TASK STATEMENT: Reproduce every one of the following records line for line, keeping each character, space and mark unchanged.
======== RECORD EXTRACTS ========
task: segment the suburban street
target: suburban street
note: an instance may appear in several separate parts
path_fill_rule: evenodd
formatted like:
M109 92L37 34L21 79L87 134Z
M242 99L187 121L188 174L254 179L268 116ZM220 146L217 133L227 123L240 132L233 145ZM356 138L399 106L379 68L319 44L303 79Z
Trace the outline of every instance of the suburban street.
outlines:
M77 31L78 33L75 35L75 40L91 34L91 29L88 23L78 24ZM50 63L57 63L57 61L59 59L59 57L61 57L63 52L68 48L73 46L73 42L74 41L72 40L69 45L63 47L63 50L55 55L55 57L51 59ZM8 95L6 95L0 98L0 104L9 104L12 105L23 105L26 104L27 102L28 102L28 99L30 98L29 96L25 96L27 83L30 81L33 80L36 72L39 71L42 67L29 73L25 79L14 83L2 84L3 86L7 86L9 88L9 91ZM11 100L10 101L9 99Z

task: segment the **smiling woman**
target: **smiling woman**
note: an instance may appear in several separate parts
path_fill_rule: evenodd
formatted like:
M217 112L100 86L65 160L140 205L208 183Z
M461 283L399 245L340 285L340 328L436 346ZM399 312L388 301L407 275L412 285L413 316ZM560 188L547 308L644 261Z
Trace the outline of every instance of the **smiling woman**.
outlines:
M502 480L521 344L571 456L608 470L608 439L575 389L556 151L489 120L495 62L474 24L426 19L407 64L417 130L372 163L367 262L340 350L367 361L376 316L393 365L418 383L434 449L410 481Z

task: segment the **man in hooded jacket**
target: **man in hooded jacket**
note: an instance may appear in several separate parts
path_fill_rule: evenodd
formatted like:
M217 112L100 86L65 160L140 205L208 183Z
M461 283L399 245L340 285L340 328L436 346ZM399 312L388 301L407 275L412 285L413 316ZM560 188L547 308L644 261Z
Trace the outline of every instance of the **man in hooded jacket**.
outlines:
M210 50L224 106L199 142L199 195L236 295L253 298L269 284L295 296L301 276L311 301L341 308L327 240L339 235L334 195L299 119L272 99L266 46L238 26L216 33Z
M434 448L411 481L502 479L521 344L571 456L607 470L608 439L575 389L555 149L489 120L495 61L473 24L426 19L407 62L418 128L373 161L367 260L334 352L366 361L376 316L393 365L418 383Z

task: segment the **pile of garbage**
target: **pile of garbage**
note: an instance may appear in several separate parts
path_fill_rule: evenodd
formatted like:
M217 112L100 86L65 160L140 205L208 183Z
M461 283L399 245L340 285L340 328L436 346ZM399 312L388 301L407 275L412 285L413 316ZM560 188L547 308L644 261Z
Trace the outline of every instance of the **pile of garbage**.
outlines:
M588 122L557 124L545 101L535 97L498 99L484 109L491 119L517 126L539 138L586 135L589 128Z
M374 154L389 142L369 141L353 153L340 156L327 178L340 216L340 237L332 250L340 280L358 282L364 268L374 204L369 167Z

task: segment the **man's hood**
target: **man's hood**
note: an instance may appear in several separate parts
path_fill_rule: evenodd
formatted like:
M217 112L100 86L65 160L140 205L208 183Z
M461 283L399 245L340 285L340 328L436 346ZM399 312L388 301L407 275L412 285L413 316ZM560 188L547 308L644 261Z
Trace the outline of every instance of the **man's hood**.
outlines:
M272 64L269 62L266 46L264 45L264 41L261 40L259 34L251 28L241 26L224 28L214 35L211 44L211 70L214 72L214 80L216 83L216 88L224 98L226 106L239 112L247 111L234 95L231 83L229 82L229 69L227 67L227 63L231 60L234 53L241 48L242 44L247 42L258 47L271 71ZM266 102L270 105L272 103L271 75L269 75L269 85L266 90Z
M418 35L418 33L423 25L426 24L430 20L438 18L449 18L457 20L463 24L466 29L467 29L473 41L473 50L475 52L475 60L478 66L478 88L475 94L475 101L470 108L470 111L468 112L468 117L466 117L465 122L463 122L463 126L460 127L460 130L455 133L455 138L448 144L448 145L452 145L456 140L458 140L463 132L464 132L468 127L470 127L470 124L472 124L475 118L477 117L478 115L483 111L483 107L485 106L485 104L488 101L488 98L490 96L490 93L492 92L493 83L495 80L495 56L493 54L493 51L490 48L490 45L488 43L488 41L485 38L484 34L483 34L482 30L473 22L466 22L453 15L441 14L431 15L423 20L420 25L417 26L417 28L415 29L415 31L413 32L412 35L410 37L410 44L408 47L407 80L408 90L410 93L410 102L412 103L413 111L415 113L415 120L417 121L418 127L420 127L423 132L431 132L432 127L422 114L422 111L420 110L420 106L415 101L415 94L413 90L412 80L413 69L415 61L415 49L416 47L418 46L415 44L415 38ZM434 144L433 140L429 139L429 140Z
========
RESPONSE TO THE TASK:
task: segment the suburban street
target: suburban street
note: an instance may appear in several separate parts
path_fill_rule: evenodd
formatted like:
M109 92L37 34L21 79L87 134Z
M242 99L187 121L188 174L254 179L268 116ZM220 146L217 133L227 123L240 132L233 145ZM356 138L399 106L379 68L319 44L303 79Z
Trace the outline of every instance of the suburban street.
outlines:
M77 31L78 33L75 35L75 40L91 34L91 29L88 23L78 24ZM50 63L57 63L57 61L59 59L59 57L61 57L63 52L68 48L73 46L73 42L74 41L72 40L69 45L63 47L63 50L55 55L55 57L51 59ZM8 95L6 95L0 98L0 104L9 104L12 105L23 105L26 104L27 102L28 102L28 99L30 98L29 96L25 96L27 83L30 81L33 80L36 72L39 71L42 67L29 73L25 79L14 83L2 84L3 86L7 86L9 88L9 91ZM11 100L10 101L9 99Z

task: segment the **smiling woman**
target: **smiling woman**
note: an instance may appear in several separate parts
path_fill_rule: evenodd
formatted like:
M217 112L100 86L65 160L140 205L208 183Z
M461 283L399 245L340 285L340 328L436 346ZM399 312L388 301L407 275L412 285L413 316ZM560 188L547 308L644 261Z
Trace the outline of every instance of the **smiling woman**.
outlines:
M502 480L521 344L571 456L608 470L608 439L575 389L556 151L489 120L495 62L474 24L426 19L407 64L417 130L372 163L367 262L340 350L367 361L376 316L393 365L418 383L434 449L410 481Z

task: segment the **man in hooded jacket**
target: **man in hooded jacket**
note: an instance may appear in several separate parts
path_fill_rule: evenodd
formatted like:
M217 112L100 86L65 160L140 205L208 183Z
M461 283L399 245L340 285L340 328L436 346ZM399 312L388 301L407 275L412 285L413 316ZM560 188L547 308L644 261Z
Trace the outline of every instance of the **man in hooded jacket**.
outlines:
M210 50L224 106L199 142L199 195L236 295L253 298L269 284L295 296L301 276L311 301L341 308L327 240L339 235L334 195L299 119L272 99L266 46L238 26L216 33Z
M434 448L411 481L502 479L521 344L571 456L607 470L608 439L575 389L555 149L489 120L495 61L473 24L426 19L407 62L418 128L373 161L367 260L334 352L366 361L376 316L393 365L418 383Z

task: segment the **pile of garbage**
target: **pile of garbage**
note: an instance may appear in several separate parts
path_fill_rule: evenodd
formatted like:
M217 112L100 86L65 160L140 205L208 183Z
M461 283L399 245L340 285L340 328L436 346ZM399 312L388 301L407 275L412 285L413 316ZM560 188L547 308L644 261Z
Trace the outline of every instance of the **pile of garbage**.
outlines:
M588 122L557 124L545 101L535 97L498 99L484 109L491 119L517 126L539 138L586 135L589 128Z
M374 154L389 142L369 141L353 153L340 156L327 178L340 216L340 237L332 250L340 280L358 282L364 268L374 204L369 167Z

task: segment the **man's hood**
target: **man's hood**
note: an instance may appear in several separate parts
path_fill_rule: evenodd
formatted like:
M217 112L100 86L65 160L140 205L208 183Z
M461 283L399 245L340 285L340 328L436 346ZM399 312L388 301L407 275L412 285L413 316ZM560 188L547 308L644 261Z
Trace the outline of every instance of the **man's hood**.
outlines:
M272 64L269 62L266 46L264 45L264 41L261 40L259 34L251 28L241 26L224 28L214 35L211 44L211 70L214 72L214 80L216 83L216 88L224 98L226 106L239 112L247 111L234 95L231 83L229 82L229 69L227 67L227 63L231 60L234 53L241 48L242 44L247 42L258 47L271 71ZM266 102L270 105L272 103L271 75L269 75L269 85L266 90Z
M418 35L418 33L423 25L426 24L430 20L438 18L449 18L457 20L463 24L466 29L467 29L473 41L473 50L475 52L475 60L478 66L478 88L475 94L475 101L470 108L470 111L468 112L468 117L466 117L465 122L463 122L463 126L460 127L460 130L455 133L455 138L448 144L448 145L452 145L456 140L458 140L463 132L464 132L468 127L470 127L470 124L472 124L475 118L477 117L478 115L483 111L483 107L485 106L485 104L488 101L488 98L490 96L490 93L492 92L493 83L495 80L495 56L493 54L493 51L490 48L490 45L488 43L488 41L485 38L484 34L483 34L482 30L473 22L466 22L453 15L441 14L431 15L423 20L420 25L417 26L417 28L415 29L415 31L413 32L412 35L410 37L410 44L408 47L407 80L408 90L410 93L410 102L412 103L413 111L415 113L415 120L417 121L418 127L420 127L423 132L431 132L432 127L422 114L422 111L420 110L420 106L415 101L415 94L413 90L412 80L413 69L415 61L415 49L416 47L418 46L415 44L415 38ZM434 144L433 140L429 139L429 140Z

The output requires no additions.